*Listing*:
==========

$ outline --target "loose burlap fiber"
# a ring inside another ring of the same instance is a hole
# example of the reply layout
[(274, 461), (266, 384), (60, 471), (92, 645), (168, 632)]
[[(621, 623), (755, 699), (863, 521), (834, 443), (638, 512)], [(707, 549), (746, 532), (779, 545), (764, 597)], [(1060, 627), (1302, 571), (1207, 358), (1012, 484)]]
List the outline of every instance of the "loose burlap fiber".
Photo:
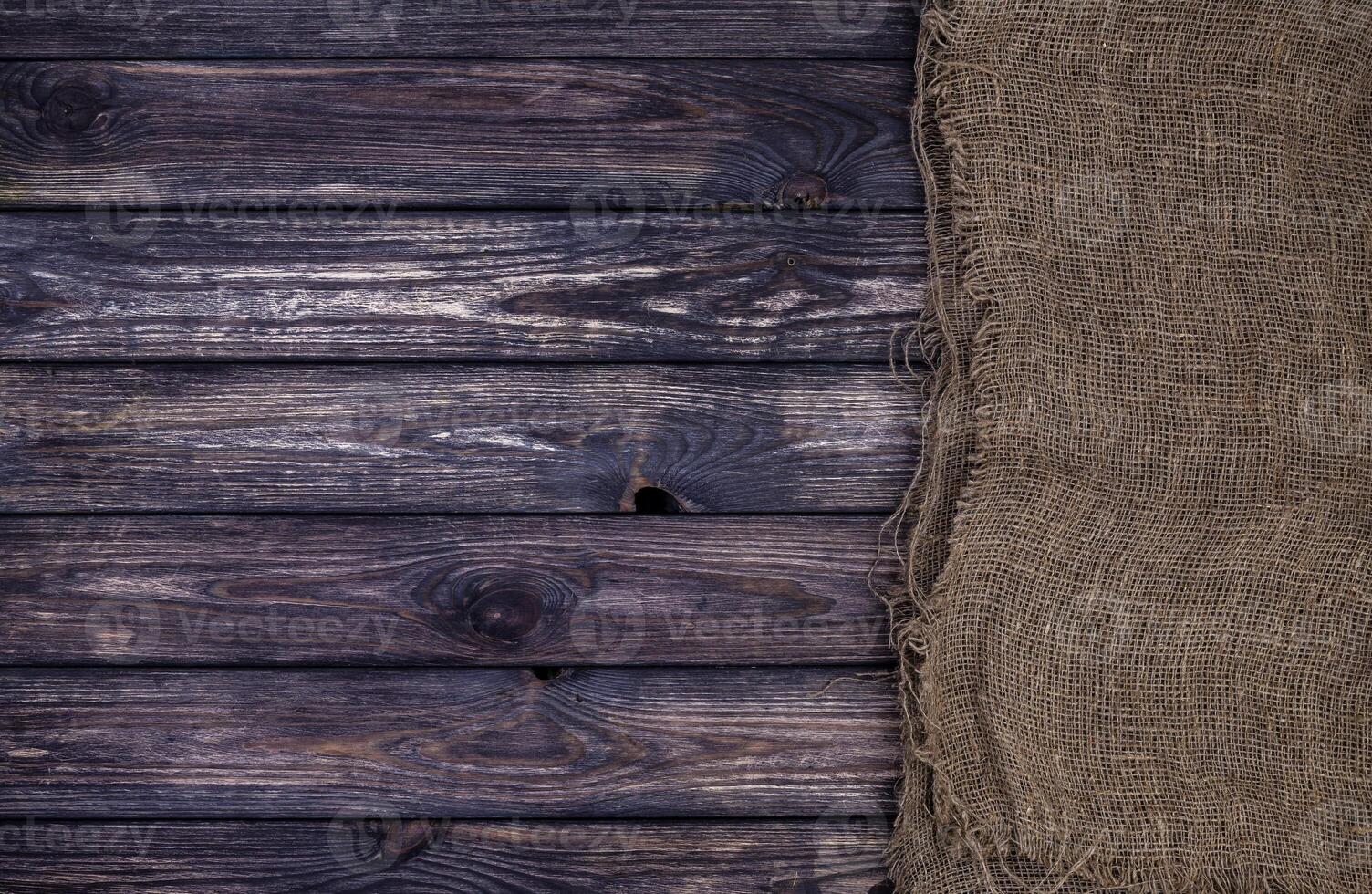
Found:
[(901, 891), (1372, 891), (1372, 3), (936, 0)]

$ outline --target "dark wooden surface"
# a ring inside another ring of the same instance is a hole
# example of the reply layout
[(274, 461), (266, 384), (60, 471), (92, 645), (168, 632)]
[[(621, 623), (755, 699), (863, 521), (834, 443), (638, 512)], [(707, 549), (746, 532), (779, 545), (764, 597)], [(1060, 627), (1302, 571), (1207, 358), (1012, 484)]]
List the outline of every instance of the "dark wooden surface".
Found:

==========

Convert the records above into a JSON list of strings with one string per line. Skip blank lines and omit the pictures.

*Worked solution*:
[
  "$ outline --target \"loose burlap fiber\"",
  "# a ring inside another ring of the same instance is a hole",
  "# example of the reply layout",
  "[(274, 461), (266, 384), (60, 471), (92, 645), (168, 632)]",
  "[[(621, 623), (755, 699), (863, 521), (834, 443), (638, 512)], [(707, 549), (746, 532), (779, 545), (764, 597)], [(1060, 627), (1302, 571), (1207, 358), (1012, 484)]]",
  "List the outline of every instance of the \"loose burlap fiber\".",
  "Photo:",
  "Found:",
  "[(901, 891), (1372, 891), (1372, 3), (936, 0)]",
  "$ outline --target \"dark wooden surface\"",
  "# a ring inside another ring of the same instance is a hole",
  "# example of the reply layout",
  "[(274, 461), (266, 384), (60, 471), (92, 645), (168, 632)]",
  "[[(621, 623), (755, 699), (863, 521), (834, 443), (638, 512)], [(707, 549), (746, 532), (779, 545), (764, 597)], [(1060, 627), (1302, 571), (1207, 358), (1012, 484)]]",
  "List the outline of every instance of the \"dark wooden surface\".",
  "Found:"
]